# Stated problem 1
For each statement below, state whether it agrees with the flashlight review, answering yes or no and quoting the deciding words of the review: (a) the bezel is now made of aluminum; (b) the V5 is about twice as bright on max; (c) the new interface relies on a head twist.
# Stated problem 2
In the flashlight review, rename "interface" as "control scheme" in the part that opens with the words containing "The bezel has" and closes with "or locked on.", and write out that part again.

Switch buttons are relatively small, and require a firmer than typical press to activate. I sometimes found nothing would happen upon a button press, if I didn't press it firmly in the center.

The bezel has a more polished/brushed appearance now, but it is still made of stainless steel. 

*Preliminary Observations*

The Catapult V3 was a mainstay in the 2x18650 "thrower" class light for quite some time. The new V5 has a significant leap in output and corresponding throw – it's about twice as bright on max now. oo:

In addition to the raw horsepower output increase, the interface has been completely revised as well. Gone is the combination of head twist and physical clicky switch, replaced by two electronic switches in the head (one for on/off, one for mode changing). I think most people will find this interface quite intuitive. It also has a potentially nifty "hidden" feature for some – you now have instant access to strobe from Off, as either momentary or locked on.

# Dataset excerpt
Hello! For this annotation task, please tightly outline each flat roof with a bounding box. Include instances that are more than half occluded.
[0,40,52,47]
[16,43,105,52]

# Full answer 1
(a) No: "it is still made of stainless steel"
(b) Yes: "it's about twice as bright on max now"
(c) No: "Gone is the combination of head twist and physical clicky switch"

# Full answer 2
The bezel has a more polished/brushed appearance now, but it is still made of stainless steel. 

*Preliminary Observations*

The Catapult V3 was a mainstay in the 2x18650 "thrower" class light for quite some time. The new V5 has a significant leap in output and corresponding throw – it's about twice as bright on max now. oo:

In addition to the raw horsepower output increase, the control scheme has been completely revised as well. Gone is the combination of head twist and physical clicky switch, replaced by two electronic switches in the head (one for on/off, one for mode changing). I think most people will find this control scheme quite intuitive. It also has a potentially nifty "hidden" feature for some – you now have instant access to strobe from Off, as either momentary or locked on.